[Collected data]
╭──

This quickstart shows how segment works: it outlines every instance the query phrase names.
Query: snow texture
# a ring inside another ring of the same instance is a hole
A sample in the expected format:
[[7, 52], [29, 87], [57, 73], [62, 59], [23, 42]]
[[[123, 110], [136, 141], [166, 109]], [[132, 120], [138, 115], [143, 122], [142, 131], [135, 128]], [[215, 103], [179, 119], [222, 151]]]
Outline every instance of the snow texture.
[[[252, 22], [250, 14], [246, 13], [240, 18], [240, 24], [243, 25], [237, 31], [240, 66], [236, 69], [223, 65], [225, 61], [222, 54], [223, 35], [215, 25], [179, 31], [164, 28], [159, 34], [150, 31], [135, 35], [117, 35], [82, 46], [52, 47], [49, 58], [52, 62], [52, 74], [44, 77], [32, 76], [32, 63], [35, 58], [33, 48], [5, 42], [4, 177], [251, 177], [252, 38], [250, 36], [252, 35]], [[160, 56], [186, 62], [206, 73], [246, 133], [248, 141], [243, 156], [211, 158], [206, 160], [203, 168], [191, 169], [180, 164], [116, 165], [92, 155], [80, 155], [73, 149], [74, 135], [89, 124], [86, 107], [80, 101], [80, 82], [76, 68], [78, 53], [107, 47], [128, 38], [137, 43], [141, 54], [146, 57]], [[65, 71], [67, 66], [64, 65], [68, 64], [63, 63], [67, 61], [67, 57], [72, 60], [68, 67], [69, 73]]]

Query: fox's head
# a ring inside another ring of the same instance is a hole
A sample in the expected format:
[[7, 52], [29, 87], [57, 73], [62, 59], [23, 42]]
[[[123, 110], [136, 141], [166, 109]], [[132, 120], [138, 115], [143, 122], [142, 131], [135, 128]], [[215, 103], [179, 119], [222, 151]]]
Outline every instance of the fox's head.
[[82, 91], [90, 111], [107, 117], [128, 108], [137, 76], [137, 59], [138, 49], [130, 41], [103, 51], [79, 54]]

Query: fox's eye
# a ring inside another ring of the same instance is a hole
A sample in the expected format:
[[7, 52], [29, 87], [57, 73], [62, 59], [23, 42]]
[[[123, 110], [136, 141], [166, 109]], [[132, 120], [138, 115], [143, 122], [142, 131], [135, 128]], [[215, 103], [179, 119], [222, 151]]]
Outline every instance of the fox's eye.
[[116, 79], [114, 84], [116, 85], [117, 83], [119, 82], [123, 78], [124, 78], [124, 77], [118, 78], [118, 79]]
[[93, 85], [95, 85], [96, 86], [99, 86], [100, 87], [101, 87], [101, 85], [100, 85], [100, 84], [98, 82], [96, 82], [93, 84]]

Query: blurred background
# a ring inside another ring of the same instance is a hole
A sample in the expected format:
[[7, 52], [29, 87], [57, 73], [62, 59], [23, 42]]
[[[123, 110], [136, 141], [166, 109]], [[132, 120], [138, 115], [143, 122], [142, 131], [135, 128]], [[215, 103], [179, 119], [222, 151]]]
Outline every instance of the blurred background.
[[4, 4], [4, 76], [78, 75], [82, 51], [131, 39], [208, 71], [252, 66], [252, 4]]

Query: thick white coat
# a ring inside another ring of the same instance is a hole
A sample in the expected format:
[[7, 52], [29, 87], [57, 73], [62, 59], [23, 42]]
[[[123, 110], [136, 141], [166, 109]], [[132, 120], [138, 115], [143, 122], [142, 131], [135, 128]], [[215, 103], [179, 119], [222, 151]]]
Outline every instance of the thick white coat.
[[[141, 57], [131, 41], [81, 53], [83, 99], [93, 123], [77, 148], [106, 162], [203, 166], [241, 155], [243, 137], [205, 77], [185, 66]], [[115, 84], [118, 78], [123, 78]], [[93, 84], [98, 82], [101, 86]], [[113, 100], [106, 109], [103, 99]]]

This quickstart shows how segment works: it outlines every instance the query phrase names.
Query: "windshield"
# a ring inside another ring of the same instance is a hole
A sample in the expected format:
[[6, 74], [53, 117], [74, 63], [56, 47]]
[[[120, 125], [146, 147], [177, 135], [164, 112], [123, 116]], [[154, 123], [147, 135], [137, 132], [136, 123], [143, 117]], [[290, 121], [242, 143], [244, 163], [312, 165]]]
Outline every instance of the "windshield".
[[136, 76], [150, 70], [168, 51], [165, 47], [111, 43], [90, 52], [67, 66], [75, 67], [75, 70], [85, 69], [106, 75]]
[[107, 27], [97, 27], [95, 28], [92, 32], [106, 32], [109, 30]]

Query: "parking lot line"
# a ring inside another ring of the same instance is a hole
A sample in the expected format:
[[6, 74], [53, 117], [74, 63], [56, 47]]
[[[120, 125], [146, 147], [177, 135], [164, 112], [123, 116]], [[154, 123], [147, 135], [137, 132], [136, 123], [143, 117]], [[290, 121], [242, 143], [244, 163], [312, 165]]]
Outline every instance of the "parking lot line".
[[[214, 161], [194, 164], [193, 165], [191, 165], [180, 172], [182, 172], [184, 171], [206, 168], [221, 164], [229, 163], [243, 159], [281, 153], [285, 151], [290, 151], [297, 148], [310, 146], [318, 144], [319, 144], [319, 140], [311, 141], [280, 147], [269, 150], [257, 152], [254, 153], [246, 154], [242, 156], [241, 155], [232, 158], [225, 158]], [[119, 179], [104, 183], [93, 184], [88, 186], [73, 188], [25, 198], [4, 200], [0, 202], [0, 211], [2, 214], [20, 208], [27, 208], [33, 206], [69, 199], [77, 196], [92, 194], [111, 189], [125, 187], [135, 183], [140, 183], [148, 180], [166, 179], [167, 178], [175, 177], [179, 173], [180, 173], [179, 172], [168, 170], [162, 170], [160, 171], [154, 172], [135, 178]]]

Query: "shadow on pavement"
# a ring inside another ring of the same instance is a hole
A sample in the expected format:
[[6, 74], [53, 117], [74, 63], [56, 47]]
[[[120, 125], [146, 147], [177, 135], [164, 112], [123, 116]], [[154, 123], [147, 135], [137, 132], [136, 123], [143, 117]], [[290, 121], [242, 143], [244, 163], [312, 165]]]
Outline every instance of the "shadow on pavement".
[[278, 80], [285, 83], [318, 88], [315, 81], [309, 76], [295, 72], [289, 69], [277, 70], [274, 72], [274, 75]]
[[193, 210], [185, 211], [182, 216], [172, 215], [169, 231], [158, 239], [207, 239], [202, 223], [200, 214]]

╰──
╭──

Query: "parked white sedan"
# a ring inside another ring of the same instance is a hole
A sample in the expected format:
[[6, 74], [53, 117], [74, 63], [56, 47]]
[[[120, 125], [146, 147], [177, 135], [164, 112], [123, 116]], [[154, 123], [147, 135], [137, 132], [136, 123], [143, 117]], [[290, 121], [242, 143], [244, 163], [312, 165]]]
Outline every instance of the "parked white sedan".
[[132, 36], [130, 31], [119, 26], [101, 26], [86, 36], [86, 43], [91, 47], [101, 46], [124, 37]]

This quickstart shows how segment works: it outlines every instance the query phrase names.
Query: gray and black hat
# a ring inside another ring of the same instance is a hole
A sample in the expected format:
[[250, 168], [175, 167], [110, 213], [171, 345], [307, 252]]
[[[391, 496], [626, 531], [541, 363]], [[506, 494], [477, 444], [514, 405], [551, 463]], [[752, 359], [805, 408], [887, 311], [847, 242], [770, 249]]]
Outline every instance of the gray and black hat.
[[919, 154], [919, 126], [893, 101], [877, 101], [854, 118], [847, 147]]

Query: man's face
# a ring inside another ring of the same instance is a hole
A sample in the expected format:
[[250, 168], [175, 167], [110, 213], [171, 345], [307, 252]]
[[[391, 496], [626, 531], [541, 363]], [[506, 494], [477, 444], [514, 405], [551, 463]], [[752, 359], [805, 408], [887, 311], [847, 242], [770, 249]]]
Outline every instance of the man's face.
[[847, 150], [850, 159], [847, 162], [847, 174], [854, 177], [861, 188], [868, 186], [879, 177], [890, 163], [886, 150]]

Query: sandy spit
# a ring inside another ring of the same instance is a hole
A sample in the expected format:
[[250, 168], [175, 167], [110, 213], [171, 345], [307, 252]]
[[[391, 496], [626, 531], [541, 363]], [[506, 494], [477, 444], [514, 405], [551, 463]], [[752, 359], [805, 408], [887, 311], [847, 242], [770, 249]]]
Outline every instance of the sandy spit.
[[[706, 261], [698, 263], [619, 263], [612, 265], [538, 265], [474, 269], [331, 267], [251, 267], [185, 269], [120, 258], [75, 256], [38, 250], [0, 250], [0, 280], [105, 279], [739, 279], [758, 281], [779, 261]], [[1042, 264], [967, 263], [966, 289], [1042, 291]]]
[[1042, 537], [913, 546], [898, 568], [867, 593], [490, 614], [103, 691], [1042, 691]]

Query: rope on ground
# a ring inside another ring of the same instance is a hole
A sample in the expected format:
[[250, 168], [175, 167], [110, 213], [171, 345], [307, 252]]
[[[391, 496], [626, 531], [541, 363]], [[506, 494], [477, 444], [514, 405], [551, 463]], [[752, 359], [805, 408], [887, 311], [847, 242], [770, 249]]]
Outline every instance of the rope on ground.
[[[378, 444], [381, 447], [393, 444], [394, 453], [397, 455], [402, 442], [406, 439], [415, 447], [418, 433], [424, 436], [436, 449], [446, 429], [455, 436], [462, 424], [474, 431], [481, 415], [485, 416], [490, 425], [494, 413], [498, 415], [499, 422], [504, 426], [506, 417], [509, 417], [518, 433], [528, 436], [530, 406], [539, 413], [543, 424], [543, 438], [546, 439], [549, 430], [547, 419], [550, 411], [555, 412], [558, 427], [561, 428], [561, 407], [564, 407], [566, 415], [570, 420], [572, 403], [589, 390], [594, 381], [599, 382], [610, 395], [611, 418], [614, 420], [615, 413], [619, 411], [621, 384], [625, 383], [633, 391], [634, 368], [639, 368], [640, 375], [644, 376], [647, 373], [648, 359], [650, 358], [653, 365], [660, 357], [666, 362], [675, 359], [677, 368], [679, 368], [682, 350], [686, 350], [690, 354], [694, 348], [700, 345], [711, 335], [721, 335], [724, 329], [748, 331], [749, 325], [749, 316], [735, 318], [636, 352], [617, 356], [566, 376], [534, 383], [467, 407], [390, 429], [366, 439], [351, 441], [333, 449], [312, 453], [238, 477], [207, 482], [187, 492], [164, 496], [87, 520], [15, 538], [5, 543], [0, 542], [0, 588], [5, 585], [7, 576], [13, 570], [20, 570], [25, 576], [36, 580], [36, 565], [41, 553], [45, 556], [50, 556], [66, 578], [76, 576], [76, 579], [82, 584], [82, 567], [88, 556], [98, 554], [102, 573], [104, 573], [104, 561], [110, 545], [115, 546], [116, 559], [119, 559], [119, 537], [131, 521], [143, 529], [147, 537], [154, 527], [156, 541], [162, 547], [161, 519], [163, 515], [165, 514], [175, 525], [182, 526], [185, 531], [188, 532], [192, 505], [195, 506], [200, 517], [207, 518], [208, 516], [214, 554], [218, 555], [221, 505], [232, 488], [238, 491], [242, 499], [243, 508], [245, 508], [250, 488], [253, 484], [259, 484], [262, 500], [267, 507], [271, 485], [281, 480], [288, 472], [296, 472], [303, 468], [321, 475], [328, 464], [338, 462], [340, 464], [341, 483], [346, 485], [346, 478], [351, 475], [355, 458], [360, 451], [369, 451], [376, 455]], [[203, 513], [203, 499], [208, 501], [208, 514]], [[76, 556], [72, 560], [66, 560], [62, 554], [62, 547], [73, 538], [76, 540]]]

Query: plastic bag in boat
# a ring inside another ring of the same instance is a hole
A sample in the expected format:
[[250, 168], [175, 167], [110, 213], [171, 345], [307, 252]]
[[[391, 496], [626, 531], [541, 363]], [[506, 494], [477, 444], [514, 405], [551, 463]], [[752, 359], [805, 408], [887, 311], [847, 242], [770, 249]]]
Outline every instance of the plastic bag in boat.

╰──
╭──

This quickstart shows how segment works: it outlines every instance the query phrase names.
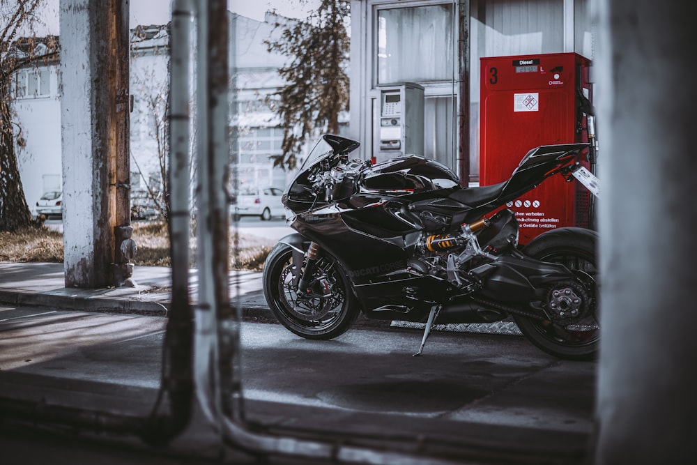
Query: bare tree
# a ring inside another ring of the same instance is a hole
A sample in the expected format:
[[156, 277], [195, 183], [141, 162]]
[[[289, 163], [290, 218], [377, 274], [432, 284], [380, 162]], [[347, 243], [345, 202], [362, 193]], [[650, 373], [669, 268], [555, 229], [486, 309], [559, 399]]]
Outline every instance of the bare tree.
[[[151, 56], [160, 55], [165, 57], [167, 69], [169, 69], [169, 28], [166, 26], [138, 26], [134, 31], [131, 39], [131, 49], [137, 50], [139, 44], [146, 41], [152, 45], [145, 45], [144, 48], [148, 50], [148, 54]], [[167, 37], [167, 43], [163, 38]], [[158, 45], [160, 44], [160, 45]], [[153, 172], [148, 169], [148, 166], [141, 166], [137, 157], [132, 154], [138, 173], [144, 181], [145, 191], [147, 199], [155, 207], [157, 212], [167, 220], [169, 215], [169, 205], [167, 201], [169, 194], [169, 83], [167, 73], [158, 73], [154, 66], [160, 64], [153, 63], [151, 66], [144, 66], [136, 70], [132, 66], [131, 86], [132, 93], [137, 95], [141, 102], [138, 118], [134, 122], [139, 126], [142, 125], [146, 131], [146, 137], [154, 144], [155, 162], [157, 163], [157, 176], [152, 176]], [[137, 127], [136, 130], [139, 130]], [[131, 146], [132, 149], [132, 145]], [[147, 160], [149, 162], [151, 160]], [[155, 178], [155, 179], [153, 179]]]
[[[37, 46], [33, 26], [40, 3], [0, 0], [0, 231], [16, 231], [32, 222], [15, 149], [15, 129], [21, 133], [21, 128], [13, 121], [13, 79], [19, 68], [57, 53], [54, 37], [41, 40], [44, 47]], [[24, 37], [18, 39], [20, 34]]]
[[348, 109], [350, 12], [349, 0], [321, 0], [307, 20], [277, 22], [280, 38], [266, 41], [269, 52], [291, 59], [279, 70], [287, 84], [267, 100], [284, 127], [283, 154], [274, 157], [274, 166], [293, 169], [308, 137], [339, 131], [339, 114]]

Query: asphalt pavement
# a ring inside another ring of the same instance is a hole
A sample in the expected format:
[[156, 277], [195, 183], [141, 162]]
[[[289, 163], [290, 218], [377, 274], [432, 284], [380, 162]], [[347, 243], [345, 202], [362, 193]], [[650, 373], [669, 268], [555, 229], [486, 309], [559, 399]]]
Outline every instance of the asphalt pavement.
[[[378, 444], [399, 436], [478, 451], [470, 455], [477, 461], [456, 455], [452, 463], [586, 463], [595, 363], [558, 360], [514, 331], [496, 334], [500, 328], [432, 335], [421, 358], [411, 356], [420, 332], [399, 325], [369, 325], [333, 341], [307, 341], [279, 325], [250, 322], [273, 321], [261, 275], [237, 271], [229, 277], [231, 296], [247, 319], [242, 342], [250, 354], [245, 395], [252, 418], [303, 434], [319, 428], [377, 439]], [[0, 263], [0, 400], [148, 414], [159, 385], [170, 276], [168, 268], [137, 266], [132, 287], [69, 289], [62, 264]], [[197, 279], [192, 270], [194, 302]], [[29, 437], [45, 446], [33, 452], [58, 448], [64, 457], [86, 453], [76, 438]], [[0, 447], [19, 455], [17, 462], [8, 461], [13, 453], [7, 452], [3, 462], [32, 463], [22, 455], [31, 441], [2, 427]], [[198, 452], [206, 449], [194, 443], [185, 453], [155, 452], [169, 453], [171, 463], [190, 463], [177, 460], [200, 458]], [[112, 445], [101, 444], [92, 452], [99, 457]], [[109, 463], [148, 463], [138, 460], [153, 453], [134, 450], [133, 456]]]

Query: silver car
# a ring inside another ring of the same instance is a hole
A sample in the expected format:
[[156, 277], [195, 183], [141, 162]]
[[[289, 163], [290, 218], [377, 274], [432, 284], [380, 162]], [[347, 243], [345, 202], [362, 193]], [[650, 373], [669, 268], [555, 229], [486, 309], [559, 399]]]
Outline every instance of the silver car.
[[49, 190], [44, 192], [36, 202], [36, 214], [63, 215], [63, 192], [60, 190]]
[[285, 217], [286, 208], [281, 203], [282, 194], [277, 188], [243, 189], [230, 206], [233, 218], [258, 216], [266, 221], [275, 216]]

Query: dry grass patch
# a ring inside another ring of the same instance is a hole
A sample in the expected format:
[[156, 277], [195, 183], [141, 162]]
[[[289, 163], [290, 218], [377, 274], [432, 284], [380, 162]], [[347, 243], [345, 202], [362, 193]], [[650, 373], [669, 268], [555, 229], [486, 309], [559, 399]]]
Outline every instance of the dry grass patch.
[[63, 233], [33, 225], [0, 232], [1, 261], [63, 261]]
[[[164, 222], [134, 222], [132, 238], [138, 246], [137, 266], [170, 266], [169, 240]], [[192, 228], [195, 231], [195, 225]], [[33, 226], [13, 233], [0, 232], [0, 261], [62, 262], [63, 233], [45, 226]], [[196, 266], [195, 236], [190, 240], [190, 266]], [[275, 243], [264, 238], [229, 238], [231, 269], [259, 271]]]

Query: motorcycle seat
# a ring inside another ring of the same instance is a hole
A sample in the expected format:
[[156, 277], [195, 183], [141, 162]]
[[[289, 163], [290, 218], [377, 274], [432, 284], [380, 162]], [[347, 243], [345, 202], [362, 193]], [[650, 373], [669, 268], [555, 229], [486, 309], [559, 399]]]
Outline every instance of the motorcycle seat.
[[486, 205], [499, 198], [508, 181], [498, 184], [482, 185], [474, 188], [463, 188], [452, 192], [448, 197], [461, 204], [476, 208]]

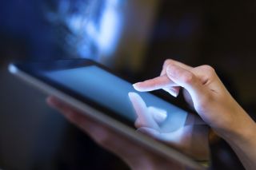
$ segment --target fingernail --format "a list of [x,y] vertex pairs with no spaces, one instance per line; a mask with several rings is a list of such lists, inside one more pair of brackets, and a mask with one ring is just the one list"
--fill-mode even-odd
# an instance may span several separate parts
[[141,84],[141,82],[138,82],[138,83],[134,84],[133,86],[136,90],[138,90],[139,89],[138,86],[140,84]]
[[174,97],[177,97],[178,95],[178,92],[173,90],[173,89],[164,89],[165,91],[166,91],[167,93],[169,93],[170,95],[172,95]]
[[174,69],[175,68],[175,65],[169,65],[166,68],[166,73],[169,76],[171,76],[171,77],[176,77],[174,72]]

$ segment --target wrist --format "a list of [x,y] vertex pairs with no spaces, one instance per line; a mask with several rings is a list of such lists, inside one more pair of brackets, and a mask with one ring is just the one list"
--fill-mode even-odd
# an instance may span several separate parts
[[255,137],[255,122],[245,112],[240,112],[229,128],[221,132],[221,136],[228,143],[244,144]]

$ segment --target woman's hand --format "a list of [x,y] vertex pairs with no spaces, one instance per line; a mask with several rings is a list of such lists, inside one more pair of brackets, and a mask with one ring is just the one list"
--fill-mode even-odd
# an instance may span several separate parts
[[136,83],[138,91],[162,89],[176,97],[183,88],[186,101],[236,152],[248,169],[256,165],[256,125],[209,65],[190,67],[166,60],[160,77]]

╰──

# [Task]
Retype the items from the line containing "Query: plastic bag in boat" through the line containing "Outline every instance of the plastic", keeping both of those lines.

# [Expected answer]
Query: plastic bag in boat
# a ring inside another ring of the same instance is a hole
A sample in the expected format:
[[250, 168], [175, 167], [110, 213], [171, 345], [307, 252]]
[[[391, 496], [626, 531], [541, 363]], [[506, 494], [477, 444], [514, 405], [551, 463]], [[752, 359], [805, 408], [887, 311], [847, 242], [770, 249]]]
Outline every instance of the plastic bag in boat.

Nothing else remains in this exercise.